* _What is needed_
Give the total number of lines in the data below that include "stone", and nothing else.

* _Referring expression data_
- - -

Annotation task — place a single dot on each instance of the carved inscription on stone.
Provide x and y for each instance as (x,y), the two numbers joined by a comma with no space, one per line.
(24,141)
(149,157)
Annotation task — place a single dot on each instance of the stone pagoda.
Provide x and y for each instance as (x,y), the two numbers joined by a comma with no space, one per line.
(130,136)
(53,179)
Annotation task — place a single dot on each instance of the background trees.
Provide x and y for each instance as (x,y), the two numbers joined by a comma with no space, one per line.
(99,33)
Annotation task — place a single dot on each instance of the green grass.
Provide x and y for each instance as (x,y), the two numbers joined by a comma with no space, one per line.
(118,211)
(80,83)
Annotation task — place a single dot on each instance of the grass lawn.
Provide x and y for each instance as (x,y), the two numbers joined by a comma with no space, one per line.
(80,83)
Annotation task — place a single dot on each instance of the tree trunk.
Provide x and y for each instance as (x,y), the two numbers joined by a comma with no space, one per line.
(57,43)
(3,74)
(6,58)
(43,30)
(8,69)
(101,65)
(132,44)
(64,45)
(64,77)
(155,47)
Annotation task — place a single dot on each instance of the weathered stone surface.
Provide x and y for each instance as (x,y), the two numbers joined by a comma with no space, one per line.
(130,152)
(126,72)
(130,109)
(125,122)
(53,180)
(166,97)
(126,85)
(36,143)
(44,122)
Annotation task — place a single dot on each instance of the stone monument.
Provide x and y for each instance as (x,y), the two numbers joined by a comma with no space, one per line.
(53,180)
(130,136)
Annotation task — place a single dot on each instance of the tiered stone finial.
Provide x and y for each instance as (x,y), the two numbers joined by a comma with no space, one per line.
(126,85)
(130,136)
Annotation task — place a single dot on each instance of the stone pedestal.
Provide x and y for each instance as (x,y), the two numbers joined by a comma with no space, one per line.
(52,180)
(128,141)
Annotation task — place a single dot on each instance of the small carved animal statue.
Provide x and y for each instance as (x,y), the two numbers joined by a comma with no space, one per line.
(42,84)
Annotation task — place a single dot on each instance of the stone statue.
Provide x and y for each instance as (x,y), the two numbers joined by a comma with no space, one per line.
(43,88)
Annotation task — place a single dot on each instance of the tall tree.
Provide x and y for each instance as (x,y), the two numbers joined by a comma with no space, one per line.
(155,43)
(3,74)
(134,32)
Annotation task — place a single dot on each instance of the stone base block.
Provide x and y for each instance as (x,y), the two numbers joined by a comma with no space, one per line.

- - -

* _Worked solution_
8